• RECORDED INFORMATION:
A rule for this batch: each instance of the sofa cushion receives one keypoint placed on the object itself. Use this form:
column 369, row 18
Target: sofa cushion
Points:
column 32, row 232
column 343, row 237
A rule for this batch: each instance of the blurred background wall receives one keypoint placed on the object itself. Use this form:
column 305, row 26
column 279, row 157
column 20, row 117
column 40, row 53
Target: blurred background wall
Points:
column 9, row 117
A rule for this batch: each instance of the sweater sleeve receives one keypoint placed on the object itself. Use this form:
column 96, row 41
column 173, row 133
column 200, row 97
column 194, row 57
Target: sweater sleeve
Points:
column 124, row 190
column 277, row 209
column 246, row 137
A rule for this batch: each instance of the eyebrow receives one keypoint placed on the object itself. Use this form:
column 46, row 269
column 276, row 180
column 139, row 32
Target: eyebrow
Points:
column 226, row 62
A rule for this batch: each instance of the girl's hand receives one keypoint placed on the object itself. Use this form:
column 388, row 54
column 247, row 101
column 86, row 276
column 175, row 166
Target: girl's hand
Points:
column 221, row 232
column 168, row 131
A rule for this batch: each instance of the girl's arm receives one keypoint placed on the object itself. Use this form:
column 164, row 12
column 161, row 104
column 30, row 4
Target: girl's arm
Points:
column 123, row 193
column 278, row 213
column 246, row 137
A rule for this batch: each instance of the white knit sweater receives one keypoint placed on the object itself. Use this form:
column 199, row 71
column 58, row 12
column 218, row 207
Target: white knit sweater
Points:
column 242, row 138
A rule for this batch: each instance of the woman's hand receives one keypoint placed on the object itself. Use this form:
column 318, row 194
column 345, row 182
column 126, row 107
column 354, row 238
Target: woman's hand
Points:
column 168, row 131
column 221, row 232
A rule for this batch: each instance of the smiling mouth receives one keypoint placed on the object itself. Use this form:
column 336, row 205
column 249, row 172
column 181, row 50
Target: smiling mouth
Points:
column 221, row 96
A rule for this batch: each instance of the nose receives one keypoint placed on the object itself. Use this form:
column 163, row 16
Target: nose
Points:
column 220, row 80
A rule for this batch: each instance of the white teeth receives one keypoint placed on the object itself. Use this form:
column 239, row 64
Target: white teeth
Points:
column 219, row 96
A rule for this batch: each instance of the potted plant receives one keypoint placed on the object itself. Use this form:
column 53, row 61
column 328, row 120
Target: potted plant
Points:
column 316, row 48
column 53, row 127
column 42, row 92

• WHAT IS NEEDED:
Extract all of the material exactly as it is written.

• RESULT:
A rule for this batch: each instance of the sofa cushion receives one keypoint placed on the object itself. Use this form:
column 369, row 18
Target: sofa cushion
Points:
column 32, row 232
column 343, row 237
A rule for this batch: each instance of the blurred background wall receives one keypoint placed on the object itself. Use this form:
column 305, row 26
column 279, row 157
column 20, row 117
column 40, row 53
Target: blurred background wall
Points:
column 9, row 117
A rule for this batch: each instance of the sweater sleeve receives one keypoint placed on the object itself. Use this form:
column 96, row 41
column 173, row 133
column 200, row 97
column 194, row 57
Target: sweater sleeve
Points:
column 124, row 190
column 277, row 209
column 246, row 137
A rule for this batch: each instance of the eyebrow receives one keypoint placed on the object itself. Use this form:
column 46, row 269
column 276, row 180
column 139, row 32
Target: eyebrow
Points:
column 226, row 62
A rule for this batch: each instance of the girl's hand receives one keypoint placed on the object itself. Use this form:
column 388, row 54
column 247, row 101
column 86, row 276
column 175, row 166
Target: girl's hand
Points:
column 221, row 232
column 168, row 131
A rule for this batch: each instance of the girl's arm receives one keypoint placed on the object itself. Use this form:
column 164, row 12
column 161, row 104
column 30, row 4
Target: girl's arm
Points:
column 123, row 193
column 278, row 213
column 246, row 137
A rule for this batch: each instance of the white knit sweater receives one keypoint placed on the object itself. Use this form:
column 199, row 71
column 58, row 12
column 218, row 207
Target: white knit sweater
Points:
column 242, row 138
A rule for this batch: each instance of the woman's hand receives one keypoint placed on the object itself. Use this form:
column 318, row 194
column 345, row 182
column 126, row 107
column 354, row 238
Target: woman's hand
Points:
column 168, row 131
column 221, row 232
A rule for this batch: each instance of the smiling mouth receives one keypoint placed on the object itself. Use this form:
column 336, row 205
column 249, row 172
column 181, row 50
Target: smiling mouth
Points:
column 221, row 96
A rule for this batch: each instance of the nose receives one keypoint placed on the object itself. Use this form:
column 163, row 16
Target: nose
Points:
column 220, row 80
A rule for this batch: each instance of the white teeth receives one keypoint placed on the object itself. Use this form:
column 239, row 64
Target: white teeth
Points:
column 219, row 96
A rule for this batch: each instance of the potted plant receives one keypoint placed on the object itself. Use this form:
column 53, row 61
column 328, row 120
Target: potted plant
Points:
column 316, row 48
column 53, row 127
column 42, row 92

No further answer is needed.